---- DOCUMENT SEGMENT

Shadle says that along with the orchestral work Ethiopia’s Shadow in America (due for release shortly by Naxos) and the cantata Abraham Lincoln Walks at Midnight, he’s especially excited to have the Second Violin Concerto reach a wider audience. ‘To my ears the Concerto is far different than the orchestral works she wrote in the 1930s, like the First Symphony, the Piano Concerto in One Movement, and the First Violin Concerto.’ Alex Ross, in a 2019 article for The New Yorker, described it as ‘a terse, beguiling piece’ with ‘an autumnal quality reminiscent of the final works of Richard Strauss’.
I hear it somewhat differently, finding a more pronounced sense of wry humour and a playfulness than in any of her other works I’ve encountered thus far, save perhaps the Juba dances of the three surviving symphonies. When I ask Ege if she imagines Price as having had a serious, reserved persona, she pauses for a moment. ‘Yes, I think that there is an exterior seriousness to her. But one of the things I’m really enjoying in my research is getting to know her network and a sense of who she was when she was with her friends. She was active in these music societies that would hold socials and dances. Jazz musicians would come and play, and all this hints at a fun-loving side to her that isn’t in the contemporary articles that were written about her. She taught piano and mentored young composers, and was so loved in her network that I can only imagine that she must have been such a warm, kind and generous person. And that joy and that spark is there in her music.’
For Shadle, the fact that Price’s music offers something new yet also familiar and accessible gives it great potential staying power. ‘Of course we should never get away from her race and gender identities, but we need to talk about just how good her music is, too.’ Nézet-Séguin enthusiastically agrees. ‘Besides the symphonies, I’ve conducted the Piano Concerto, and now I’m learning the Piano Sonata and then there’s the Piano Quintet. Everything I know by Price I find fascinating, beautiful and absolutely worth all the attention her music is finally starting to have.’

--------
---- LISTED RECORDS

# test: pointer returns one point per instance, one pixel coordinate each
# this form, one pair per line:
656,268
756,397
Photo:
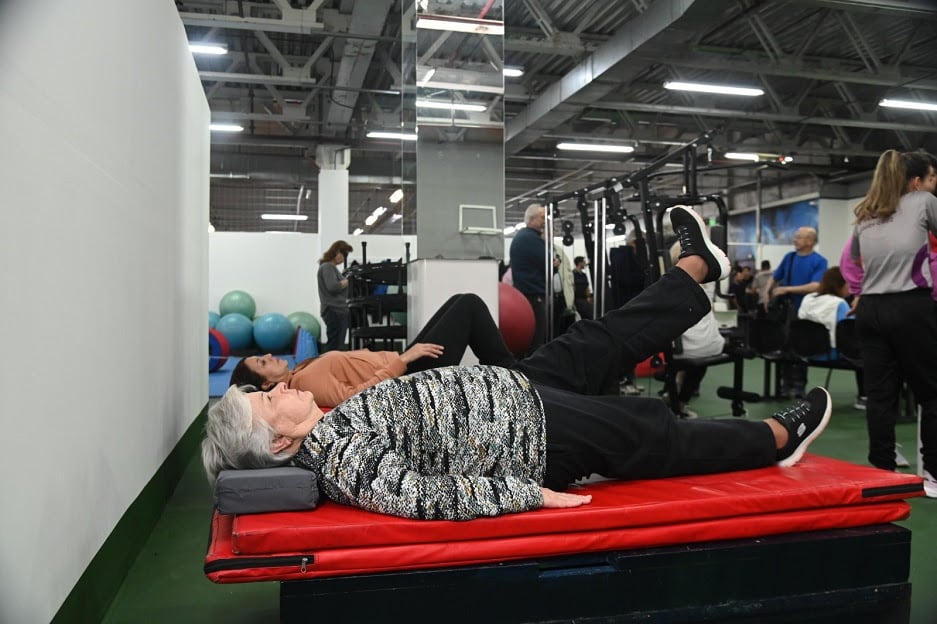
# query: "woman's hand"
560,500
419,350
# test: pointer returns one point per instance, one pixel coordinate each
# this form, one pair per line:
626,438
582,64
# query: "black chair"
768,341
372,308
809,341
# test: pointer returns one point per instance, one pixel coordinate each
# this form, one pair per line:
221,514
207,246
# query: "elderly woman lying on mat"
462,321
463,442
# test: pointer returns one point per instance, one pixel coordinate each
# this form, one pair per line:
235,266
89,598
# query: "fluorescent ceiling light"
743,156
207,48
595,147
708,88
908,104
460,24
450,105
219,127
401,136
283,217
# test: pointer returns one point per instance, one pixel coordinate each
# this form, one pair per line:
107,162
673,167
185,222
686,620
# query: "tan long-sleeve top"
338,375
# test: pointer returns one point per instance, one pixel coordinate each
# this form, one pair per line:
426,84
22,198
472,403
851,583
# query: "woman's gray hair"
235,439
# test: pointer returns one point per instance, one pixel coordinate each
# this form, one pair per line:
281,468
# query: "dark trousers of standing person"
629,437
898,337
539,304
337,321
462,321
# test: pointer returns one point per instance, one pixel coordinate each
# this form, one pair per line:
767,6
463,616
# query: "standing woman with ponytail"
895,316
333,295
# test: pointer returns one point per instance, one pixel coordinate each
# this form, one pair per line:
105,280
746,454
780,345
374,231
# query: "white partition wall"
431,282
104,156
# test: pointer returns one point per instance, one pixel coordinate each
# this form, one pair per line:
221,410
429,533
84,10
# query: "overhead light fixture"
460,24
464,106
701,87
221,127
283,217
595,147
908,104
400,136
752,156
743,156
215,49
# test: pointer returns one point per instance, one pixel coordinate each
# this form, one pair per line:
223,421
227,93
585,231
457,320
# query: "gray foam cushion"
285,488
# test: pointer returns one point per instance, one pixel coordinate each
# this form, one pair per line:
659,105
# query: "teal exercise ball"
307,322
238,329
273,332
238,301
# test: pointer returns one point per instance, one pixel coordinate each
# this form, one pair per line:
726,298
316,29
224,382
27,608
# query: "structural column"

--------
---- LISTED RECORDS

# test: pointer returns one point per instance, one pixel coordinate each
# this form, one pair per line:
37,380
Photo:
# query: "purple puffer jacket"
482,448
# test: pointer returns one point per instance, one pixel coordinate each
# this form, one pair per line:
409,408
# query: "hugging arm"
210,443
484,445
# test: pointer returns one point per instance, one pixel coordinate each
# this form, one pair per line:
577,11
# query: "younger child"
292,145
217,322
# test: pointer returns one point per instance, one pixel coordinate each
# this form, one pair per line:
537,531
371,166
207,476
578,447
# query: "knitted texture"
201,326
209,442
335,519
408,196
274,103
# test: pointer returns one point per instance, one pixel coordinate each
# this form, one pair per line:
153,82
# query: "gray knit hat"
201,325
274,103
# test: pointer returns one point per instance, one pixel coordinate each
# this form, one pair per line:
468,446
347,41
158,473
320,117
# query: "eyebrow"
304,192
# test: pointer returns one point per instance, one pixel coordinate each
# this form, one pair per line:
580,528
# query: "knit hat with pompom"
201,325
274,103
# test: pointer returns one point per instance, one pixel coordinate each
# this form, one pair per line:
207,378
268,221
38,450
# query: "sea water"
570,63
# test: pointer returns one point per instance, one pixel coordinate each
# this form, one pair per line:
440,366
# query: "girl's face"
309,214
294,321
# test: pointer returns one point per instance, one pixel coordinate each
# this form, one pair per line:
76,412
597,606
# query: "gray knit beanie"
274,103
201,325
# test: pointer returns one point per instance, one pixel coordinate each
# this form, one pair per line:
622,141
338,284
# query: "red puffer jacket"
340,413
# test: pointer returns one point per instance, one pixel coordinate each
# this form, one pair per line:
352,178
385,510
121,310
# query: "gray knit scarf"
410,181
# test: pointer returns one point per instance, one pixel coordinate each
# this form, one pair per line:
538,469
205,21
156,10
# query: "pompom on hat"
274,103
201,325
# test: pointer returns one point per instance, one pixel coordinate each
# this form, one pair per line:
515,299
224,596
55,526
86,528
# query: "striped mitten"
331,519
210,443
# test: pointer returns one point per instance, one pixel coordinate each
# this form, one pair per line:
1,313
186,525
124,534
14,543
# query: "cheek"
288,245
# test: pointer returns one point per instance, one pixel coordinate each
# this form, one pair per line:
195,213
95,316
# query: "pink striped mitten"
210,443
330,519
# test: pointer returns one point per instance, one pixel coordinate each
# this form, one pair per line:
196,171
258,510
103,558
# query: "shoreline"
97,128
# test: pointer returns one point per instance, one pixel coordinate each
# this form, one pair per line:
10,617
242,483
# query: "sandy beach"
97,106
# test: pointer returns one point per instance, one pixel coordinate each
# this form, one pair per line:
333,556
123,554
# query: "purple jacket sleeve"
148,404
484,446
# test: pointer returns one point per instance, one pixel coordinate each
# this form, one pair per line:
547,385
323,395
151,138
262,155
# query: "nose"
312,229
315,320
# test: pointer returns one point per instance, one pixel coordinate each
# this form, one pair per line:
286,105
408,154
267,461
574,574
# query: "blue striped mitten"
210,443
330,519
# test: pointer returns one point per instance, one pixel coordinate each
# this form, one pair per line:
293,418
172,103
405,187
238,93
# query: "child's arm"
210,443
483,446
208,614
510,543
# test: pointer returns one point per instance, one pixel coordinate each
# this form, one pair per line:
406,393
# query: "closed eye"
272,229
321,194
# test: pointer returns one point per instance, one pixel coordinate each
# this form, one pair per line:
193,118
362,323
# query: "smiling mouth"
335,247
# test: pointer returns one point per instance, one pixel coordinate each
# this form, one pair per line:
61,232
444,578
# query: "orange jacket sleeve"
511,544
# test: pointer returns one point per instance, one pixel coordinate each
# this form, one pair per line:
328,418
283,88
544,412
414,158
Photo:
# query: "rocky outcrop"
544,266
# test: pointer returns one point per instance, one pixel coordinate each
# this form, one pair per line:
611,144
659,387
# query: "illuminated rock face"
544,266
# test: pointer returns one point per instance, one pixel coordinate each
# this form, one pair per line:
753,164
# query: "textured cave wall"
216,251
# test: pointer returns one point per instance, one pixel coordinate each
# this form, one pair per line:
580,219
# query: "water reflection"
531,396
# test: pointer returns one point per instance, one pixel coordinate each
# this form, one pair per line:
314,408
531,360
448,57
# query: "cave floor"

--------

WRITTEN TASK:
Reproduce the passage about Price's music word for word from "Shadle says that" to "of Richard Strauss’.".

EXERCISE RESULT:
Shadle says that along with the orchestral work Ethiopia’s Shadow in America (due for release shortly by Naxos) and the cantata Abraham Lincoln Walks at Midnight, he’s especially excited to have the Second Violin Concerto reach a wider audience. ‘To my ears the Concerto is far different than the orchestral works she wrote in the 1930s, like the First Symphony, the Piano Concerto in One Movement, and the First Violin Concerto.’ Alex Ross, in a 2019 article for The New Yorker, described it as ‘a terse, beguiling piece’ with ‘an autumnal quality reminiscent of the final works of Richard Strauss’.